● **DOCUMENT TEXT**:
───

I looked after 79 Comm Regt for a couple years in the late 90's before they were disbanded - the Rapid Deployment Squadron was called "Rapid Divorce Sqn" because the folks were usually 6 in/6 out or 3 in/3 out of Bosnia, Central African Republic, Kosovo, and all other little shyte holes in the world except for the Golan, which was a CFJSR task IIRC.  The folks in 1 Line Sqn were tasked away roughly 300 days of the year on jobs, projects and deployments.

It annoyed more than a few people that they were getting burned out when there were about 800 operators/techs over at CFJSR spinning on their thumbs that were grovelling for deployments...they soon got reintegrated into the Regiment a little before I was posted in 2002.

MM


----------



## MilEME09

> Canada must do more to help NATO combat Russian threat, Mulroney says
> 
> 
> 
> Robert Fife
> 
> OTTAWA — The Globe and Mail
> 
> Published Monday, Jun. 20, 2016 7:30PM EDT
> 
> Last updated Monday, Jun. 20, 2016 7:30PM EDT
> 
> Former prime minister Brian Mulroney says the Trudeau government should choose the very best fighter jet to confront the growing threat from Russia as he urged Canada to play a more forceful role within NATO and the United Nations.
> 
> In a prepared text for a major foreign policy speech to the NATO Association of Canada on Monday night, Mr. Mulroney warned that Russian President Vladimir Putin is attempting to create a new Eurasian union dependent on Moscow.
> 
> “The primary challenge now is to thwart further expansion by Russia and to ensure that those NATO members that border Russia, especially Estonia, Latvia and Lithuania, remain secure and firmly under NATO’s wing,” he said.
> 
> NATO is scrambling to contain the threat by stationing four battalions of troops in the Baltic countries, but more needs to be done, Mr. Mulroney said.
> 
> “Canada is being invited to contribute troops in some way and, in my view, we should respond positively,” he said. “We need to be equipped and ready, as necessary, to preserve our values.”

───

● **EXERCISE INSTRUCTIONS**:
**1)** According to the military forum thread, why was the Rapid Deployment Squadron nicknamed "Rapid Divorce Sqn"? Answer in one to three sentences.
**2)** Carry on writing the military forum thread from the point at which it stops.
The material that comes next is drawn from a separate source, unrelated to the military forum thread.

───

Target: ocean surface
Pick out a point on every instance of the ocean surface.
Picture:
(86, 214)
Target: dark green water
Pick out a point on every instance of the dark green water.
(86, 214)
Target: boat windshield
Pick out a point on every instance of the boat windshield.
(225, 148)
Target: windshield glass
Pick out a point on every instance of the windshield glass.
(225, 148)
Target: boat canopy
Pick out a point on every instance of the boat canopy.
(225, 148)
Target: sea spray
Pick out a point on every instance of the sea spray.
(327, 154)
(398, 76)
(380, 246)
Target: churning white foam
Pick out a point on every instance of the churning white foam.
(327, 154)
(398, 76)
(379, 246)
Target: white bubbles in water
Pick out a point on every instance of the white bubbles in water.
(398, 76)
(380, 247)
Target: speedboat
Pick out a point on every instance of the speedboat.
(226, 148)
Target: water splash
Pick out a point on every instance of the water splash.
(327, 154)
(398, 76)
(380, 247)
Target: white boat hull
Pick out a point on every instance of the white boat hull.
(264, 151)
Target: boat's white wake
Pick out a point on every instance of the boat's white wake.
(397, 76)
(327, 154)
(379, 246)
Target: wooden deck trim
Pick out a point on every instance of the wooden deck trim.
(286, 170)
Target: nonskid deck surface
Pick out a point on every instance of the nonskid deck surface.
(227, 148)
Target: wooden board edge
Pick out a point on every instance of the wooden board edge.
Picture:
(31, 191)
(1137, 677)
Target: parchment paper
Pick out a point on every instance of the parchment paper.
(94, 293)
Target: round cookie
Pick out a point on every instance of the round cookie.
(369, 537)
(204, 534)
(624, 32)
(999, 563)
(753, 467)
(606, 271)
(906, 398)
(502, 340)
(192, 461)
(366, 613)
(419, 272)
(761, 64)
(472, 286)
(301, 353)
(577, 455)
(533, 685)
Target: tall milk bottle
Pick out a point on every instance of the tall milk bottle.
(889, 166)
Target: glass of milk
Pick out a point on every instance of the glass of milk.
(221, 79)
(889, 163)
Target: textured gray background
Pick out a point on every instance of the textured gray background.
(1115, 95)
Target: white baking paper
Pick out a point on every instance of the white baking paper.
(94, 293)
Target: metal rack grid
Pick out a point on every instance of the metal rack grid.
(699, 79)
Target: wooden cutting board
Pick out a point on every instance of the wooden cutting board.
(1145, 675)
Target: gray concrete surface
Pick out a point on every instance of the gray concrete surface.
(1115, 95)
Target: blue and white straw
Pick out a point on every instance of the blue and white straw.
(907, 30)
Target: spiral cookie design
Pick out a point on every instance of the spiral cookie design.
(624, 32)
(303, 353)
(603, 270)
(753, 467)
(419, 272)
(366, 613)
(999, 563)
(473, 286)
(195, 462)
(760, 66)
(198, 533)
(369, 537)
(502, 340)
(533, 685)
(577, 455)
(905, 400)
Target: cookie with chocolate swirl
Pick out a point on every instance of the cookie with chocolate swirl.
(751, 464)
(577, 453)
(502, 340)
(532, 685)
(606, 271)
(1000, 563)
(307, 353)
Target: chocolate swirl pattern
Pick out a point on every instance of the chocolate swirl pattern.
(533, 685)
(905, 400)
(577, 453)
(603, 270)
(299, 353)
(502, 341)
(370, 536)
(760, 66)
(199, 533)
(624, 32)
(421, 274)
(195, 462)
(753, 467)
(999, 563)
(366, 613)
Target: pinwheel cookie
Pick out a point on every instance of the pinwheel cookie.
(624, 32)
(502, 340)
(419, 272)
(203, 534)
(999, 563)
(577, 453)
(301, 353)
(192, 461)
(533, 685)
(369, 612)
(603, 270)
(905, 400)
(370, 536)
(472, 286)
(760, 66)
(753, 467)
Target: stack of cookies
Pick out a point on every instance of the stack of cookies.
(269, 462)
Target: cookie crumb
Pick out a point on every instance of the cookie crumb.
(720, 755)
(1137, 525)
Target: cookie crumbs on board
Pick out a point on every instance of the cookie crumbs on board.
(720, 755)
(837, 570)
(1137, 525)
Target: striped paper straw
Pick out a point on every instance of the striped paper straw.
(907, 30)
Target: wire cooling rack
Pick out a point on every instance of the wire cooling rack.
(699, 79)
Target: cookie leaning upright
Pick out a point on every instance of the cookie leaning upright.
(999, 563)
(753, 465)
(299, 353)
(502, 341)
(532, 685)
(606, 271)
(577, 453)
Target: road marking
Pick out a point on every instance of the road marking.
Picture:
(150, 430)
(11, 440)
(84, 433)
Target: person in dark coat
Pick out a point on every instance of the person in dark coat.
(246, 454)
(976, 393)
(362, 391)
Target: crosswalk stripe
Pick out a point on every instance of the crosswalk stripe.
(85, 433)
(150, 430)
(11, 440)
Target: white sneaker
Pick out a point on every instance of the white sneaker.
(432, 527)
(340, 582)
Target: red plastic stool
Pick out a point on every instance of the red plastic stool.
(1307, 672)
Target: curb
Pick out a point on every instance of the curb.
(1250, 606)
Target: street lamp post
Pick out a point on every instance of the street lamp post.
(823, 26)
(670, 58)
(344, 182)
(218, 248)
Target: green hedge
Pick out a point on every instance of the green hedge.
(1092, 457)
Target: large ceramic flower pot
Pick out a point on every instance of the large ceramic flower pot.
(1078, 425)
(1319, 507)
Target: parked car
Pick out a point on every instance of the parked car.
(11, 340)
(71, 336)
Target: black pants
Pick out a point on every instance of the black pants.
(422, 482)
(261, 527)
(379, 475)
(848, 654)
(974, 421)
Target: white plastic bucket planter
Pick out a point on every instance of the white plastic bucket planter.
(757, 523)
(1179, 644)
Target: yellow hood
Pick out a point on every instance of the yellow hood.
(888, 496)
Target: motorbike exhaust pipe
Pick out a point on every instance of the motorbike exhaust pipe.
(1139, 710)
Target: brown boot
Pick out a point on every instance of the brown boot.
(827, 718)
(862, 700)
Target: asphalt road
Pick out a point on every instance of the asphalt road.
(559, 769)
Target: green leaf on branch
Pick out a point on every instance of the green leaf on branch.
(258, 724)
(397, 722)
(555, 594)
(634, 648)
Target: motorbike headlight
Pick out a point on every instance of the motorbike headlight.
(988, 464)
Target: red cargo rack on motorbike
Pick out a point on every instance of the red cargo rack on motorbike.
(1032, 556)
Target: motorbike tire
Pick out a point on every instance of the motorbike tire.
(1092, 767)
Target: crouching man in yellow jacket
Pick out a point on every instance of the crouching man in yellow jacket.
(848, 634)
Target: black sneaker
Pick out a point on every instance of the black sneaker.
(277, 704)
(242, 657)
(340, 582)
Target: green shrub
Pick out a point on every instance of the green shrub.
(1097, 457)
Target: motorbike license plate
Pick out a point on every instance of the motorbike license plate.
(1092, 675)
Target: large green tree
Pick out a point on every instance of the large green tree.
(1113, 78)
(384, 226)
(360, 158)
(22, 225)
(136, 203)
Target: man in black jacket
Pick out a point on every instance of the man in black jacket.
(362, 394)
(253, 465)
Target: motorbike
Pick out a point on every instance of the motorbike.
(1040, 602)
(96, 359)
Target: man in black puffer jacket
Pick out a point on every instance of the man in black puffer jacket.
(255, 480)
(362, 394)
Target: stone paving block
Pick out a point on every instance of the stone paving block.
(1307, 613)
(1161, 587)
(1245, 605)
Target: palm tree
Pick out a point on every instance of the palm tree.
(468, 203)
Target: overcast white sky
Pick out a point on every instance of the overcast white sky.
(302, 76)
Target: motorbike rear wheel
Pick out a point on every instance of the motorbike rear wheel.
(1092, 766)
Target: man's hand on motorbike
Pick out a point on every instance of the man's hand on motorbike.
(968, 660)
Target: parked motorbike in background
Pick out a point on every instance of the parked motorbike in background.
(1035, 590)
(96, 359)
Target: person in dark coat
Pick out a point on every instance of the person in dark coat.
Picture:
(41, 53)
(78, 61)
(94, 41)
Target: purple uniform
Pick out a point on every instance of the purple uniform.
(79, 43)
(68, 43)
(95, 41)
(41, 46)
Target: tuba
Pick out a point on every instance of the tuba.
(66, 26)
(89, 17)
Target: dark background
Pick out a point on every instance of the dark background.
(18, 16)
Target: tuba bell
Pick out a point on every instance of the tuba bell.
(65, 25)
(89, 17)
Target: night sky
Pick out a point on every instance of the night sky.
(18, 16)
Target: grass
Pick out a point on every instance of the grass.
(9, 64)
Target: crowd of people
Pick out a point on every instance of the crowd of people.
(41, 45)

───

● **TASK-BY-TASK OUTPUTS**:
**1)** Its members were usually rotating six months in and six months out, or three in and three out, of deployments to places such as Bosnia, the Central African Republic and Kosovo.

**2)**
> 
> Mr. Mulroney said Canada should double defence spending to 2 per cent of GDP.
> 
> “The simple reality is that if Canada expects NATO to do more on global security, we must decide to do more for NATO. That should be a top defence priority. What we cannot do is talk about Canada ‘being back’ in the world without making tangible commitments that will anchor our aspirations,” he said.
> 
> Mr. Mulroney was sharply critical of the Liberal government’s‎ waffling on an open competition for a new fighter jet. During the election campaign, Justin Trudeau promised to reject the former Conservative government’s favoured aircraft, the F-35 stealth jet, which 11 western allies have now bought.
> 
> The government is considering Super Hornets as an interim replacement for the aging CF-18s‎.
> 
> “We need new fighter aircraft, but most of all, we need a decision on what we will buy to serve our strategic needs, not an interim purchase driven by political considerations that risk repeating the helicopter fiasco,” Mr. Mulroney said.
> 
> The former prime minister noted the problems that happened in the 1990s, when the Chrétien Liberals succeeded the Mulroney Conservatives and cancelled their $4.4-billion purchase of EH-101 helicopters. Mr. Chrétien’s decision cost taxpayers half a billion dollars in penalties. The government ended up buying the same helicopters, but the costs had then risen to $7.6-billion.
> 
> U.S. defence giant Lockheed Martin has already said Canada could lose $825-million in aerospace contracts that were signed with Canadian companies to build equipment for the F-35 jets if the Liberal government buys the Super Hornets.
> 
> Mr. Mulroney said Canada should follow the Australian model and set up an independent, arms-length agency to handle major defence procurement through an open bidding process.
> 
> He also urged Mr. Trudeau to join the U.S. anti-ballisic missile defence system to protect Canada from countries such as North Korea that are heavily investing in long-range nuclear missile capability.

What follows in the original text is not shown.